In a reviewing science writer Michael Pollan's new book in The New York Times, David Kamp discusses the politics of corn, and how it affects obesity:
...he lays out the many ways in which government policy since the Nixon era — to grow as much corn as possible, subsidized with federal money — is totally out of whack with the needs of nature and the American public.
Big agribusiness has Washington in its pocket. The reason its titans want to keep corn cheap and plentiful, Pollan explains, is that they value it, above all, as a remarkably inexpensive industrial raw material. Not only does it fatten up a beef steer more quickly than pasture does (though at a cost to ourselves and cattle, which haven't evolved to digest corn, and are therefore pre-emptively fed antibiotics to offset the stresses caused by their unnatural diet); once milled, refined and recompounded, corn can become any number of things, from ethanol for the gas tank to dozens of edible, if not nutritious, products, like the thickener in a milkshake, the hydrogenated oil in margarine, the modified cornstarch that binds the pulverized meat in a McNugget and, most disastrously, the ubiquitous sweetener known as high-fructose corn syrup (HFCS). Though it didn't reach the American market until 1980, HFCS has insinuated itself into every nook and cranny of the larder — in Pollan's McDonald's meal, there's HFCS not only in his 32-ounce soda, but in the ketchup and the bun of his cheeseburger — and Pollan fingers it as the prime culprit in the nation's obesity epidemic.

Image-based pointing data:

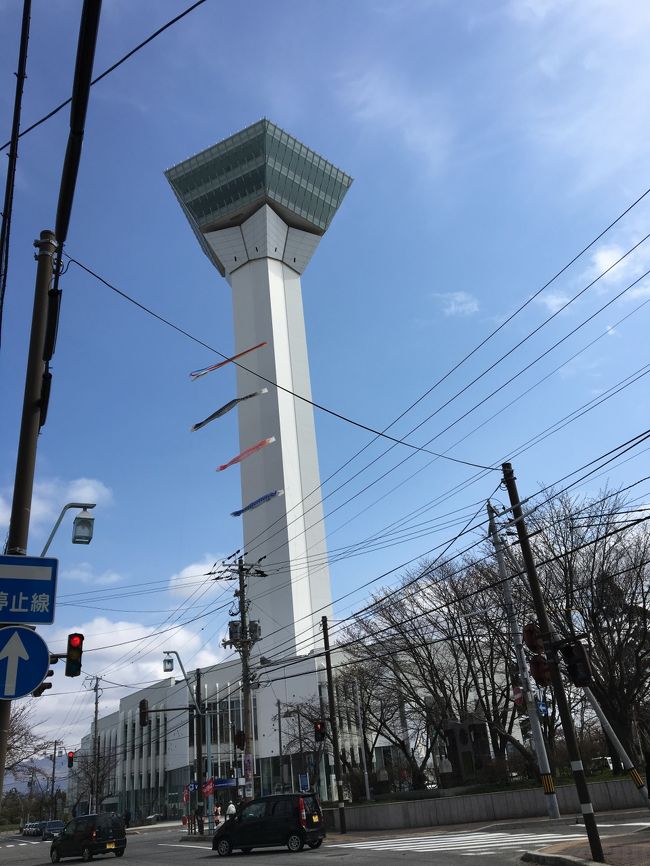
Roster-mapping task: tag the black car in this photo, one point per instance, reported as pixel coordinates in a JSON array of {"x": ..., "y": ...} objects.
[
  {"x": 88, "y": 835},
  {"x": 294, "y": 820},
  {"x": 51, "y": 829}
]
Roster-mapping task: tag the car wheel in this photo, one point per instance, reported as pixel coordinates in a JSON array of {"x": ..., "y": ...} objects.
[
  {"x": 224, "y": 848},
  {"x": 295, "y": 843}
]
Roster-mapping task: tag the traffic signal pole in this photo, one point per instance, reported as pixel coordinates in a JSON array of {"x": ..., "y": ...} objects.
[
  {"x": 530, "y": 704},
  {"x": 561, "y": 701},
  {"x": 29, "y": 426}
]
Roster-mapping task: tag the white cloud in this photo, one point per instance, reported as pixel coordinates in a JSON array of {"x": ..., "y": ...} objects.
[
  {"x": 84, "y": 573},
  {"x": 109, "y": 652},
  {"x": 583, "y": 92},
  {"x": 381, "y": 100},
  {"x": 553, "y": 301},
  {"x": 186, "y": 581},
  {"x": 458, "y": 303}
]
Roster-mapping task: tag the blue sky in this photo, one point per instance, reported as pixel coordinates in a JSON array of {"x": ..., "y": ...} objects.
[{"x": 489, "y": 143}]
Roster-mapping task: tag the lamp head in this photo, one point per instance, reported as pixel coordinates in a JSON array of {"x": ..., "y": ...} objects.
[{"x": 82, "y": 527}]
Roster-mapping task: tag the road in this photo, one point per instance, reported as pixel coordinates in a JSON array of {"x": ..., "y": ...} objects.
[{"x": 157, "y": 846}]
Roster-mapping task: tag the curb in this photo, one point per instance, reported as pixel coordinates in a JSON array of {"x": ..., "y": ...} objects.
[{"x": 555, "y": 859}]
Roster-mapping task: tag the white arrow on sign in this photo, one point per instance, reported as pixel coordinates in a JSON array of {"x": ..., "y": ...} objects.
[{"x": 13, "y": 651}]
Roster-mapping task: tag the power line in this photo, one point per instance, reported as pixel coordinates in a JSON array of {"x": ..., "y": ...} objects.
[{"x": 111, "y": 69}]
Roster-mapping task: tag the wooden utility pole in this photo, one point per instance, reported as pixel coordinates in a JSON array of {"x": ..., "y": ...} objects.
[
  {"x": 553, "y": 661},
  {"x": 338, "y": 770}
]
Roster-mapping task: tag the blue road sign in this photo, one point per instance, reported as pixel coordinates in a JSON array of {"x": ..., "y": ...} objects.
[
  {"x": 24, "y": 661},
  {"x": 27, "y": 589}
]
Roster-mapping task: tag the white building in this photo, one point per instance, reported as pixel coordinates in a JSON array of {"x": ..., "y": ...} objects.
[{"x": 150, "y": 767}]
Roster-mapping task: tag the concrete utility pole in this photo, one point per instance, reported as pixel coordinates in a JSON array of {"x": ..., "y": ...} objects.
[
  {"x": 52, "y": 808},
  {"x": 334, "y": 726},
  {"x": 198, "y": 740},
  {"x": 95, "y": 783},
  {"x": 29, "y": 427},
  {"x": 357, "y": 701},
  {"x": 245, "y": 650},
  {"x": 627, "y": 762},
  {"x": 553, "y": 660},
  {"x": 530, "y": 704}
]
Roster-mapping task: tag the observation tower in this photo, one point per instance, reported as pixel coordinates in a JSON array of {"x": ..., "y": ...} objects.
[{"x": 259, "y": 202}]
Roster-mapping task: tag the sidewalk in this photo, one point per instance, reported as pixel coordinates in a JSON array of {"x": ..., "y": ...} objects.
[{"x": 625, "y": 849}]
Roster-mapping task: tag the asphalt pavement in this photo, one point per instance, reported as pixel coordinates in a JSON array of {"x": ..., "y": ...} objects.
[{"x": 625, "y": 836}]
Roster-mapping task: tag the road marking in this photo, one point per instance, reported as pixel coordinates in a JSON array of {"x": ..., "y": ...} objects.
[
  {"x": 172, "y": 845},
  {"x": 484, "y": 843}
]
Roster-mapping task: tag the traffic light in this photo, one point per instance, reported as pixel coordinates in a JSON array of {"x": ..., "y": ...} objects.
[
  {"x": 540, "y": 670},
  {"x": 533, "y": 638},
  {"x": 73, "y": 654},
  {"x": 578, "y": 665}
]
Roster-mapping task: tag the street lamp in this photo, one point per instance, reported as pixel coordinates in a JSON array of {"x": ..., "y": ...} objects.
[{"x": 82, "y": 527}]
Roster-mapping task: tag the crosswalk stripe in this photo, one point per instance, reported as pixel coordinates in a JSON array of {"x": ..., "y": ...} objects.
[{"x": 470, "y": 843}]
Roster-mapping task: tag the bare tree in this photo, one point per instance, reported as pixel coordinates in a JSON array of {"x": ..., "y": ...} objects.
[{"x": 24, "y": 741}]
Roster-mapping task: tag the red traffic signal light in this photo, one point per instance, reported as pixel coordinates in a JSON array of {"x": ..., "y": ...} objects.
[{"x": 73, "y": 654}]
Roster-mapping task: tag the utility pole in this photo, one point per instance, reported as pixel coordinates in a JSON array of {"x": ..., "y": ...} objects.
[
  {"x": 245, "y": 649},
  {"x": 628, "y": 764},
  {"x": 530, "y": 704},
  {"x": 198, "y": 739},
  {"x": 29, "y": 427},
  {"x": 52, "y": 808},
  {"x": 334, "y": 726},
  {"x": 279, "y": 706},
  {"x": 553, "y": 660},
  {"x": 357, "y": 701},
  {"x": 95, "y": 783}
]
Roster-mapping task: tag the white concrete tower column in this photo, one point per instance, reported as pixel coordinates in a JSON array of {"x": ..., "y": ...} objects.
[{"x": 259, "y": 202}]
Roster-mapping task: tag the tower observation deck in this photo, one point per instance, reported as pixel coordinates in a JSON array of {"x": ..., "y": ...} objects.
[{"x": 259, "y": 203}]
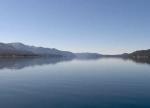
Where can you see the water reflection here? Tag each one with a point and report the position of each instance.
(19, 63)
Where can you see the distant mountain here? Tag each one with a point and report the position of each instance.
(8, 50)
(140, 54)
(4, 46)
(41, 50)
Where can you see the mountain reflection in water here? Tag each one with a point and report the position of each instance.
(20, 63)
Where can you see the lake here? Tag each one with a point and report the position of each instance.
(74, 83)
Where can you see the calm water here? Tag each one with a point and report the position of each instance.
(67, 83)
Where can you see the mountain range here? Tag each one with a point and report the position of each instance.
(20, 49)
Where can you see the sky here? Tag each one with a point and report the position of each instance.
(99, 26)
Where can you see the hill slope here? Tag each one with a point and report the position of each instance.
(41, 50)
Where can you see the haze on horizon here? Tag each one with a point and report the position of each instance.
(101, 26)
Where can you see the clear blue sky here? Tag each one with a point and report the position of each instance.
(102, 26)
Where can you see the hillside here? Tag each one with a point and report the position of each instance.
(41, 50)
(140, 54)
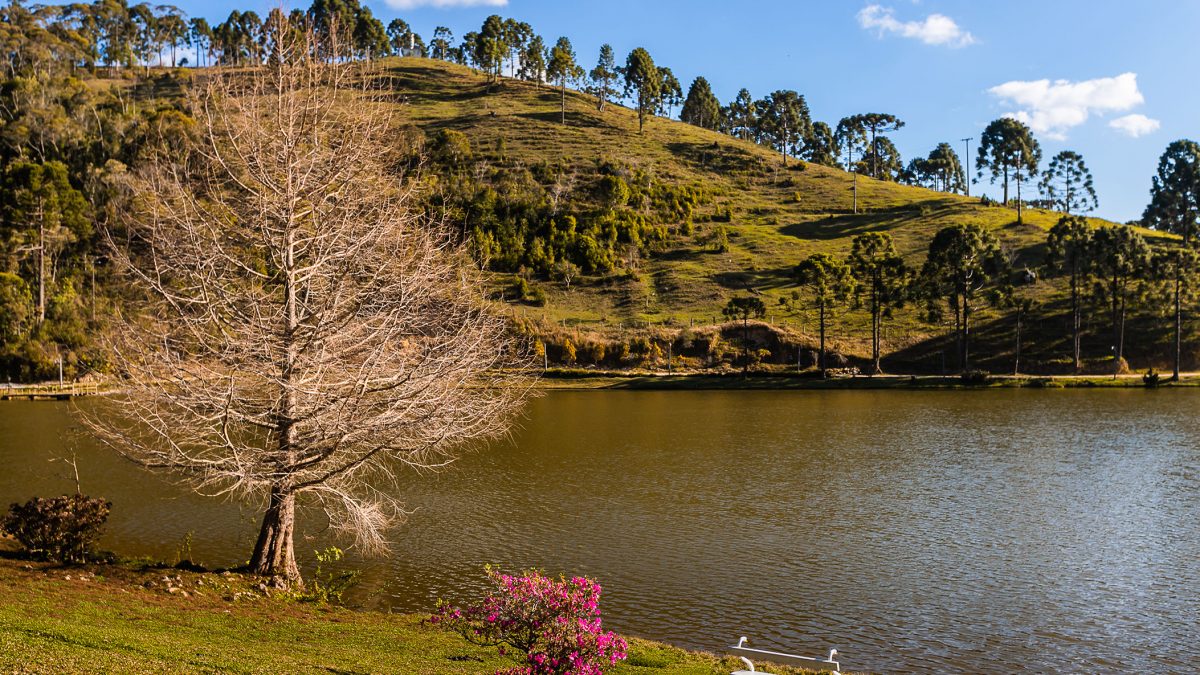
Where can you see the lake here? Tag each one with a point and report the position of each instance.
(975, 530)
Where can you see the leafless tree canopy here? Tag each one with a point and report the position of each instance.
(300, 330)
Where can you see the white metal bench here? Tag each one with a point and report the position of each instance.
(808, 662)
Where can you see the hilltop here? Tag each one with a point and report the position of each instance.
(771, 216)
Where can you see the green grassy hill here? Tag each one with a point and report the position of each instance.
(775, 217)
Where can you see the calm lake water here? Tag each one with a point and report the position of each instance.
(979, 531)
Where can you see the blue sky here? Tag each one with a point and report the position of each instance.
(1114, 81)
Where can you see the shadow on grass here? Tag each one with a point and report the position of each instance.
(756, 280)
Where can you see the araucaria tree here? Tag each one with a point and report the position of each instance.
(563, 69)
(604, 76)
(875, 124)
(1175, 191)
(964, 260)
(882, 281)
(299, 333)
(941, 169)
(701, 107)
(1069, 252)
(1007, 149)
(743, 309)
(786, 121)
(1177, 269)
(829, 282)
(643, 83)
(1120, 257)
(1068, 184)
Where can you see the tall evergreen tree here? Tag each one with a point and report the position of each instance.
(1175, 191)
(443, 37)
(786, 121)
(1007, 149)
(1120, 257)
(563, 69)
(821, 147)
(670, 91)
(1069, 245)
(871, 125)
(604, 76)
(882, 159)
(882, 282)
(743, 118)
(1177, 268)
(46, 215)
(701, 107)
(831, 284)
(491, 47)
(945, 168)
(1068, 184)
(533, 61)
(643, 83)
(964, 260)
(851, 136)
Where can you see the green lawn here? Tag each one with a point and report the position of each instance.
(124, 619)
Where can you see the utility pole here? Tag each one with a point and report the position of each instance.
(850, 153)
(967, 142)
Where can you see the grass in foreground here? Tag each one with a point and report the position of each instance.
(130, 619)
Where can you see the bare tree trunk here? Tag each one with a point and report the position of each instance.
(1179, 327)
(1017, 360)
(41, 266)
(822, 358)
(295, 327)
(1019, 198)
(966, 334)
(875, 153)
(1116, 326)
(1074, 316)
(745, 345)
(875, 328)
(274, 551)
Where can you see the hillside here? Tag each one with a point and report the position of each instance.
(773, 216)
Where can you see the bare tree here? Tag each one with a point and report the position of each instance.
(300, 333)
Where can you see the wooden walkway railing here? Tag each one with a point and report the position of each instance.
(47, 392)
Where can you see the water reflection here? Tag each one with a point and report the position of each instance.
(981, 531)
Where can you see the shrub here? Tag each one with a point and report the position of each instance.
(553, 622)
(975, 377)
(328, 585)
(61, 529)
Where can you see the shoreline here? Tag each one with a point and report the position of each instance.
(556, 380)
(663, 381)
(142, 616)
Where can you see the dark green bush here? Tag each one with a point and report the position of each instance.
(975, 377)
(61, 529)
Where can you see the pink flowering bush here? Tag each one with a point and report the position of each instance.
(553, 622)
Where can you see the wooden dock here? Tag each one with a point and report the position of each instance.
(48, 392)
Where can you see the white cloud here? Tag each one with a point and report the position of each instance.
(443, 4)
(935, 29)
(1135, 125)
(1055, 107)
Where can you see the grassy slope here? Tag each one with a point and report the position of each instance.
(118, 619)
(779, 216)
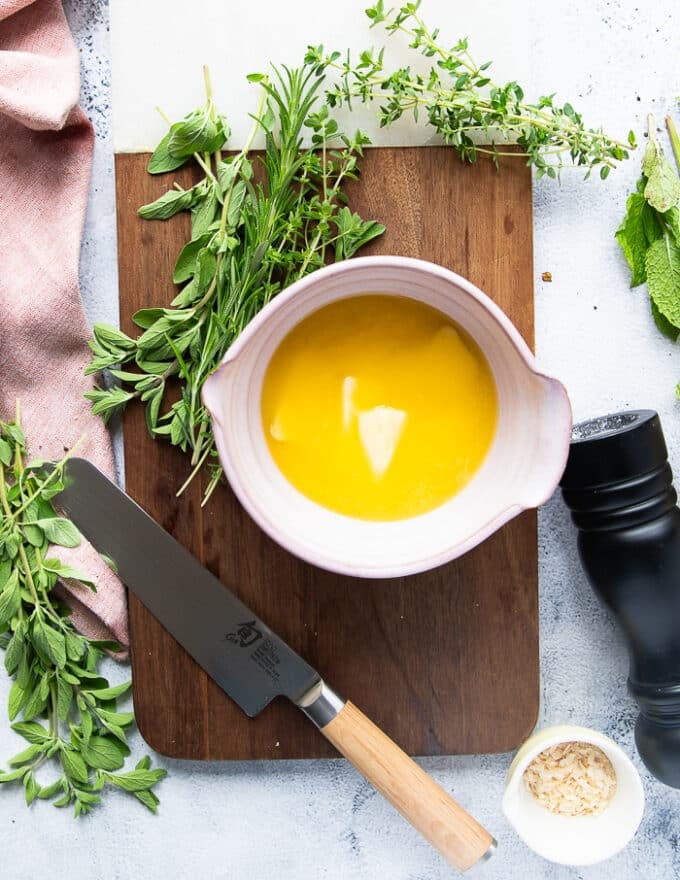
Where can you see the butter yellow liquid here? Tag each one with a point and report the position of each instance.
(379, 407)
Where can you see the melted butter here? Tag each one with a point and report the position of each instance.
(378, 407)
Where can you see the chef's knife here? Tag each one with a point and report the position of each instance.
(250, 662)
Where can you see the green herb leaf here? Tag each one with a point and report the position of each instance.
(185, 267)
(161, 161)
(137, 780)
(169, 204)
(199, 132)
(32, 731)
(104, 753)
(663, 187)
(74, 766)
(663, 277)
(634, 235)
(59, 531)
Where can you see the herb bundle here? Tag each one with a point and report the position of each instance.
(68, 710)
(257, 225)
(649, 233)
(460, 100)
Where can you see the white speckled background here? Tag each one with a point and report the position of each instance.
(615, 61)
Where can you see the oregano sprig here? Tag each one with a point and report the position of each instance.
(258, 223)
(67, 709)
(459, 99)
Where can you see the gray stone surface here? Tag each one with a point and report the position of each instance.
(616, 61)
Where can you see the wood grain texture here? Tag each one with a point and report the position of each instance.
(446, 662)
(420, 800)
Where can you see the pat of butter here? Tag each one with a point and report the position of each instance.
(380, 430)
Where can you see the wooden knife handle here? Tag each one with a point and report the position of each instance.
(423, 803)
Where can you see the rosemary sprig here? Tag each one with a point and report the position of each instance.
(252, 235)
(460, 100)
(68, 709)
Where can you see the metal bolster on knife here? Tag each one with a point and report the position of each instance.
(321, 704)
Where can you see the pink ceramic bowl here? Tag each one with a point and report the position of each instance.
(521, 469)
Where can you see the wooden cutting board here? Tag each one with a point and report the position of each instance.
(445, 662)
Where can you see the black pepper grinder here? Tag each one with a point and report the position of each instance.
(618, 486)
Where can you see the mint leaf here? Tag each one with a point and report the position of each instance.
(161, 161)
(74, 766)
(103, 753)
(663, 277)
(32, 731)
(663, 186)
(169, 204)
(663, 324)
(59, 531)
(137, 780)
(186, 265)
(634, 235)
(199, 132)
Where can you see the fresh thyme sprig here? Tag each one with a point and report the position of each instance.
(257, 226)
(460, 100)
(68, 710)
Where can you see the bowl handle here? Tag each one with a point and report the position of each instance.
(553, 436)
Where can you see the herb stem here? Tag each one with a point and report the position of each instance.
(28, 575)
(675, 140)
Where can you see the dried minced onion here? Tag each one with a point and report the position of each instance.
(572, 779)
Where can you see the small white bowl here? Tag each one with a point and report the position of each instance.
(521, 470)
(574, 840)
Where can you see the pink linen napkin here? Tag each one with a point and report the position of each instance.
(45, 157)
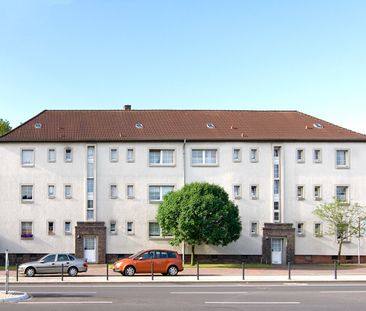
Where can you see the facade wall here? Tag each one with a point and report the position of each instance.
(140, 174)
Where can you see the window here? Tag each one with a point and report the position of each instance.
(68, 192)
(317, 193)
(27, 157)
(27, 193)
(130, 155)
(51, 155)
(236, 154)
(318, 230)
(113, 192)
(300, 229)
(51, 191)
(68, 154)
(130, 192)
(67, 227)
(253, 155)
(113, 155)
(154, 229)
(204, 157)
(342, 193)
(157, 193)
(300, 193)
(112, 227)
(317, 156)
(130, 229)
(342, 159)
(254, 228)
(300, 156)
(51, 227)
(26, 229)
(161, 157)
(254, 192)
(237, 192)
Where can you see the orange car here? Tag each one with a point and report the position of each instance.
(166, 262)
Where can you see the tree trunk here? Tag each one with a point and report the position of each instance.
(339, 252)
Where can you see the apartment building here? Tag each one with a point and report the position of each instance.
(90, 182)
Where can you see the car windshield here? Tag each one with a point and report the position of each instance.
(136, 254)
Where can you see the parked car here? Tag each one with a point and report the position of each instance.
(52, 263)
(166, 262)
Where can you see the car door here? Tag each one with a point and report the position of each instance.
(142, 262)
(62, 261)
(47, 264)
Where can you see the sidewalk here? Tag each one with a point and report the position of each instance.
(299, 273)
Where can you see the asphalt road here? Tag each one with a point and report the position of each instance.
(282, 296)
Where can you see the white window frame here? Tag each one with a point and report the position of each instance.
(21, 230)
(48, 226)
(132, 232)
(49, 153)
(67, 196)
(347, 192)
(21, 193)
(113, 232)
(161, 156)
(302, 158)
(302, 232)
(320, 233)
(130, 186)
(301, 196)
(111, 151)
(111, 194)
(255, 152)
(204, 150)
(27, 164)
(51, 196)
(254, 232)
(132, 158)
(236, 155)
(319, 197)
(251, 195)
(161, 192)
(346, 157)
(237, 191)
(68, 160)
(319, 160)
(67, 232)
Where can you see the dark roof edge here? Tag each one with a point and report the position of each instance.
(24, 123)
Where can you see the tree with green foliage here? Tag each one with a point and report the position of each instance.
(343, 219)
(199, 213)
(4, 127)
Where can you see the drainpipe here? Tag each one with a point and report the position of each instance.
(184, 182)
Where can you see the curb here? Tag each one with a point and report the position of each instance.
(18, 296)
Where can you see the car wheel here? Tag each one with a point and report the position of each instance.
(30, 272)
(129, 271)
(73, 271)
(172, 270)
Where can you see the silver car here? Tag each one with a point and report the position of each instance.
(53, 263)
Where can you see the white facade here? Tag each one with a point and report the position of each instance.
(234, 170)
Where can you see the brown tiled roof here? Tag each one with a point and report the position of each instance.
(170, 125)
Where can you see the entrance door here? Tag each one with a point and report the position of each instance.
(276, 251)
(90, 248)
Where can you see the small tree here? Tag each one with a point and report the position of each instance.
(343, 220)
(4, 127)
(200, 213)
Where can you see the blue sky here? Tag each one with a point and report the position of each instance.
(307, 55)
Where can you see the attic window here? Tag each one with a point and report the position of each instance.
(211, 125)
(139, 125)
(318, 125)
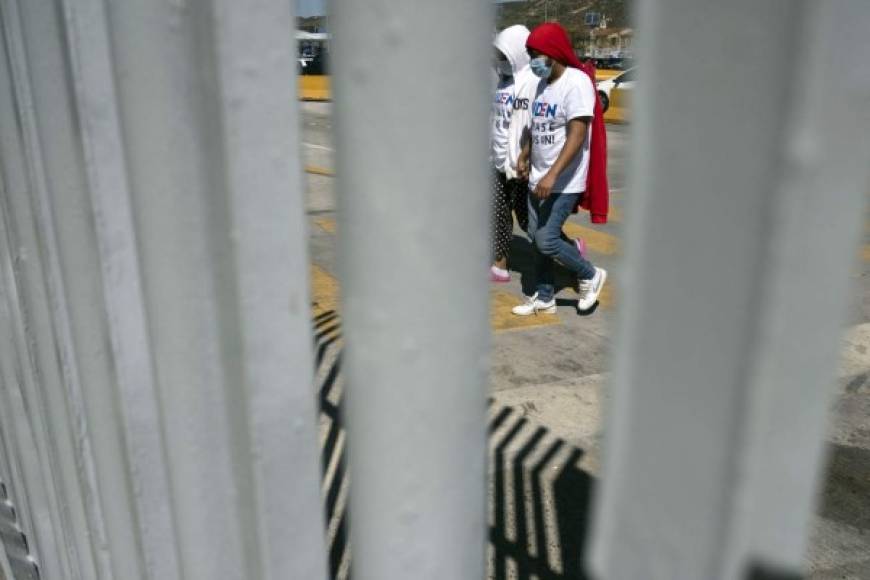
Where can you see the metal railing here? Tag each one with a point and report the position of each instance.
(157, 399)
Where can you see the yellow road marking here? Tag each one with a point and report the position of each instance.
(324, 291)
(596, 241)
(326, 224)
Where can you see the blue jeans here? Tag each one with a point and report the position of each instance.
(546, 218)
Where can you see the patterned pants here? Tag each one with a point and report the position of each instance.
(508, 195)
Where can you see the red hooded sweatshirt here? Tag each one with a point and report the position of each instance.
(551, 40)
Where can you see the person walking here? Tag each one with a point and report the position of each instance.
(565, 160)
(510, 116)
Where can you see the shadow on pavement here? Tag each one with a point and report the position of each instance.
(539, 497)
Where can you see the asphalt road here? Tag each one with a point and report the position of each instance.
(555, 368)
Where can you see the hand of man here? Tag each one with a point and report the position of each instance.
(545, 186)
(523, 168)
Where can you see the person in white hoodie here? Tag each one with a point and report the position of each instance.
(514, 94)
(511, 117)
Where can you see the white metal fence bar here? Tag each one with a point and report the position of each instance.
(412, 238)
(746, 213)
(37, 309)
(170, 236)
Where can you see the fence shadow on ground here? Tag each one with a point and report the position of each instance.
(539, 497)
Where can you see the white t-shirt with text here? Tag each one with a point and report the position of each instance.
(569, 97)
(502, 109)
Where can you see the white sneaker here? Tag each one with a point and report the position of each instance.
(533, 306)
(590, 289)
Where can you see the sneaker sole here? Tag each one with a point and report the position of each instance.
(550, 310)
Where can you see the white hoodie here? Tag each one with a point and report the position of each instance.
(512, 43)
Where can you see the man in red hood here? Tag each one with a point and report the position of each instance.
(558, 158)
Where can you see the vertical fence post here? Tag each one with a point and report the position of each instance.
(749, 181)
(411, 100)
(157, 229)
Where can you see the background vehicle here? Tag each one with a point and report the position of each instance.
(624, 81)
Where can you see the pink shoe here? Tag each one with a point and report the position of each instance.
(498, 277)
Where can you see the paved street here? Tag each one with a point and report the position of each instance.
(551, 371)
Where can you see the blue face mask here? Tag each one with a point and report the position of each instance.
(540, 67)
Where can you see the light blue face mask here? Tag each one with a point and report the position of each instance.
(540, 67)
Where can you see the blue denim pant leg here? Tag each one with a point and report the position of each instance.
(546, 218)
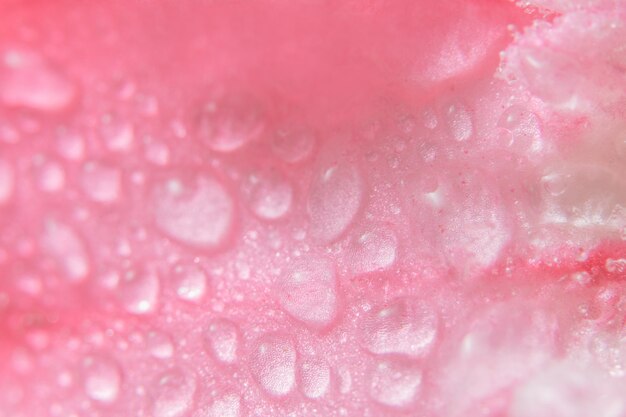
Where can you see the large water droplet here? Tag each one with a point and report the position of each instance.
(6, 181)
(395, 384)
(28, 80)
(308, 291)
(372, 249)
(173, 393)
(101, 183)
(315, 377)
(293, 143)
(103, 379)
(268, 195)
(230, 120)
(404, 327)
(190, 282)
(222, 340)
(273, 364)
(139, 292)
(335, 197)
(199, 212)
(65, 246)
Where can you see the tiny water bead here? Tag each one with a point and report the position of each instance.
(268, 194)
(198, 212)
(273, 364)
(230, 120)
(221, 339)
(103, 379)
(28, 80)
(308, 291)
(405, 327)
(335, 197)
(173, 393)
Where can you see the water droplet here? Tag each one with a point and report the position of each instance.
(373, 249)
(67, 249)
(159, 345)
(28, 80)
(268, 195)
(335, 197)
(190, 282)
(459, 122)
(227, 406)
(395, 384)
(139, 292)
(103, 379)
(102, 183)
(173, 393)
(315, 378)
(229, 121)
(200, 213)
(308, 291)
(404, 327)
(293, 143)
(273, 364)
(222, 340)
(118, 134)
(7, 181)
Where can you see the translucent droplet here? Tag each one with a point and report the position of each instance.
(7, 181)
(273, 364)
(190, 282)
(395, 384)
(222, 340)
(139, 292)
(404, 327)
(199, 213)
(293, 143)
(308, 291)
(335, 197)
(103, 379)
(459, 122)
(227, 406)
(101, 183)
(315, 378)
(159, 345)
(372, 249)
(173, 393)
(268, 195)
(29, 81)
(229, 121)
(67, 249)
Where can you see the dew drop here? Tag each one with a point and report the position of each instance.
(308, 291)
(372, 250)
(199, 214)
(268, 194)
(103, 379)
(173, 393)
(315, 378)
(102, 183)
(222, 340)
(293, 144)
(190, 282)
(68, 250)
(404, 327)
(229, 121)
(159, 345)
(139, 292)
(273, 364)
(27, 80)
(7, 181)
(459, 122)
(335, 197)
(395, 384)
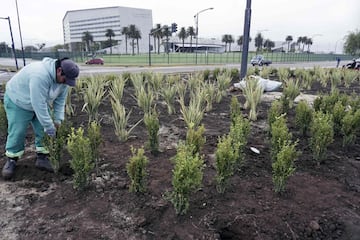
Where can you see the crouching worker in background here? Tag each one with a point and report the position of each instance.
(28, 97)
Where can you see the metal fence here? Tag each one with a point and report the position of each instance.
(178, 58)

● Work item
Copy the whole excerpt above about corn policy and obesity word for word.

● Completed exercise
In a reviewing science writer Michael Pollan's new book in The New York Times, David Kamp discusses the politics of corn, and how it affects obesity:
...he lays out the many ways in which government policy since the Nixon era — to grow as much corn as possible, subsidized with federal money — is totally out of whack with the needs of nature and the American public.
Big agribusiness has Washington in its pocket. The reason its titans want to keep corn cheap and plentiful, Pollan explains, is that they value it, above all, as a remarkably inexpensive industrial raw material. Not only does it fatten up a beef steer more quickly than pasture does (though at a cost to ourselves and cattle, which haven't evolved to digest corn, and are therefore pre-emptively fed antibiotics to offset the stresses caused by their unnatural diet); once milled, refined and recompounded, corn can become any number of things, from ethanol for the gas tank to dozens of edible, if not nutritious, products, like the thickener in a milkshake, the hydrogenated oil in margarine, the modified cornstarch that binds the pulverized meat in a McNugget and, most disastrously, the ubiquitous sweetener known as high-fructose corn syrup (HFCS). Though it didn't reach the American market until 1980, HFCS has insinuated itself into every nook and cranny of the larder — in Pollan's McDonald's meal, there's HFCS not only in his 32-ounce soda, but in the ketchup and the bun of his cheeseburger — and Pollan fingers it as the prime culprit in the nation's obesity epidemic.